What to work on:
A) Reproduce the passage of the FedDifRC review starting with "The number of" and going on through "findings to FL.".
B) According to the FedDifRC review, what is the fixed text prompt template?
C) List every criterion in the Rating section of the FedDifRC review.

Selection:
··········
TDCL and NDCR are complementary: each module alone yields ~2% improvement, while their combination yields ~4%.
Fusing multi-layer features (L={2,3,4}) consistently outperforms any single-layer configuration, though the margin is modest (+0.28–0.72%).
Denoising timestep \(t=300\) is optimal (Fig. 6 left); excessively large values (e.g., \(t=999\)) produce ambiguous and inseparable representations.
The framework generalizes effectively to long-tailed distributions, domain shift, and other heterogeneity scenarios.
The self-supervised variant (without labeled data) also demonstrates competitive performance.

Highlights & Insights¶

This is the first work to systematically explore the use of pretrained diffusion model internal representations to enhance federated learning, opening a new direction in FL research.
Detailed t-SNE and K-Means analyses (Figs. 2–4) provide intuitive empirical validation that diffusion models are effective representation learners.
The paper theoretically demonstrates that the SD model's denoising process is equivalent to a linear autoencoder learning the principal component space of the data (Eq. 6), providing a theoretical foundation for exploiting diffusion representations.
TDCL and NDCR address two distinct challenges—positive/negative sample construction in contrastive learning and convergence stability—resulting in a conceptually clean and modular design.

Limitations & Future Work¶

Deploying a pretrained SD model on each client for inference increases local computational and storage overhead.
The number of PCA components (256/128) must be predefined and may not be optimal across all datasets.
The text prompt template is fixed as "a photo of a [class]", which may lack expressiveness for fine-grained categories.
Validation is limited to image classification; applicability to downstream tasks such as object detection and semantic segmentation remains unexplored.
The potential of more recent diffusion architectures (e.g., DiT) as representation extractors has not been investigated.

DIFT and Diffusion Hyperfeatures have established that intermediate features of diffusion models are powerful visual representations; this paper is the first to apply such findings to FL.
Contrastive learning in FL has been explored in prior work (MOON, FedCR); FedDifRC's novelty lies in using a diffusion model as the "anchor" for contrastive learning.
The broader paradigm of leveraging representations from large generative models to assist discriminative task training is transferable to other distributed learning scenarios.

Rating¶

Novelty: ⭐⭐⭐⭐⭐
Experimental Thoroughness: ⭐⭐⭐⭐
Writing Quality: ⭐⭐⭐⭐
Value: ⭐⭐⭐⭐
··········
Supplied material:
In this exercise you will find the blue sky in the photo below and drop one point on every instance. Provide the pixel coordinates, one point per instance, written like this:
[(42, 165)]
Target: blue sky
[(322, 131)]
··········
The answers:
A)
The number of PCA components (256/128) must be predefined and may not be optimal across all datasets.
The text prompt template is fixed as "a photo of a [class]", which may lack expressiveness for fine-grained categories.
Validation is limited to image classification; applicability to downstream tasks such as object detection and semantic segmentation remains unexplored.
The potential of more recent diffusion architectures (e.g., DiT) as representation extractors has not been investigated.

DIFT and Diffusion Hyperfeatures have established that intermediate features of diffusion models are powerful visual representations; this paper is the first to apply such findings to FL.

B) The text prompt template is fixed as "a photo of a [class]".

C) Novelty, Experimental Thoroughness, Writing Quality, Value